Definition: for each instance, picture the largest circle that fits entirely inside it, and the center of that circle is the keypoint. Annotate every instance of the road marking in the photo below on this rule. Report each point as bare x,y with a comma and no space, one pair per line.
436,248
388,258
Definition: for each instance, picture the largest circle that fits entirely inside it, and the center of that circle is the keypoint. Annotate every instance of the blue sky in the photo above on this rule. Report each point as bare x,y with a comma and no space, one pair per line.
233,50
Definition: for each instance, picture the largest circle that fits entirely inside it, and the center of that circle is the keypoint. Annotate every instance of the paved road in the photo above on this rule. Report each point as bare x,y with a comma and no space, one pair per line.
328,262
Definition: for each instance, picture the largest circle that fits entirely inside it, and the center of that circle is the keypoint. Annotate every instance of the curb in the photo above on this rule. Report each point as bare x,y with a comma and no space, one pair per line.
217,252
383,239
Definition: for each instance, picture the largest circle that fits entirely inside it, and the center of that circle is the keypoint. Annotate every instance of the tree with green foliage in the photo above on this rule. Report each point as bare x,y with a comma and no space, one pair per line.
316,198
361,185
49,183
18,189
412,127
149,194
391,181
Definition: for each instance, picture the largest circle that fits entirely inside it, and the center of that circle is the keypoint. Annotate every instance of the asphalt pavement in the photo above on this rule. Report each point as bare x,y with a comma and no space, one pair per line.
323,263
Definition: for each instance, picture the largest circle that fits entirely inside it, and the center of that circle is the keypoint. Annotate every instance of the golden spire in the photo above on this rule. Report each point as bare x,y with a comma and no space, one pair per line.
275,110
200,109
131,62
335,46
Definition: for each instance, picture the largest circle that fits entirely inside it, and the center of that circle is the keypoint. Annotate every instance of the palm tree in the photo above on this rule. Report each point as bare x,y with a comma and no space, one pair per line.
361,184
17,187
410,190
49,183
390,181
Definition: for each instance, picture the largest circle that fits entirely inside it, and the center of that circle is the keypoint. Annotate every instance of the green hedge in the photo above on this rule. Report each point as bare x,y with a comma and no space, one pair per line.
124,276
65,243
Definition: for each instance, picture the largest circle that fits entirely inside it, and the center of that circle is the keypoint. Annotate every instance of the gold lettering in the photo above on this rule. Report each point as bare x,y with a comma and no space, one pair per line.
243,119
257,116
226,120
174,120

◆ ◆ ◆

Copy only the stretch running from the line containing "of the golden" to the final line of the entries, both ends included, exactly as it stands.

FINISHED TASK –
Definition: for each instance, picture the largest circle that fits entirely inside it, and the center of that circle is the keypoint. Annotate every instance of the golden spire in the photo above on this rule. Report each point as bare x,y with a comma and no space, one pair per line.
275,110
200,109
131,62
335,46
Definition: for each instance, picture the largest circle that fits entirely inside it, and the center of that circle is the keypoint. Annotate every instance of the palm tree in the photo above on this rule. Report each point as bare x,y with a comma and no space, one pair per line.
361,184
17,187
410,190
49,183
390,181
Definition: for each instance, picture the largest circle that fits entirely inside it, and the center of that circle is the keypoint. Annotate every instance of the green hedge in the photo above on this rule. Report each point as bare x,y with a comma and no space, one pair per line.
124,276
65,243
Definition: for each instance, picture the largest circle that fits entirely inside it, and the center of that circle is the keypoint. Annotate every instance of the gold lettering in the photo above on this rule. Report each point as bare x,y with a comma and no space, one pair per line.
243,119
257,116
226,120
174,120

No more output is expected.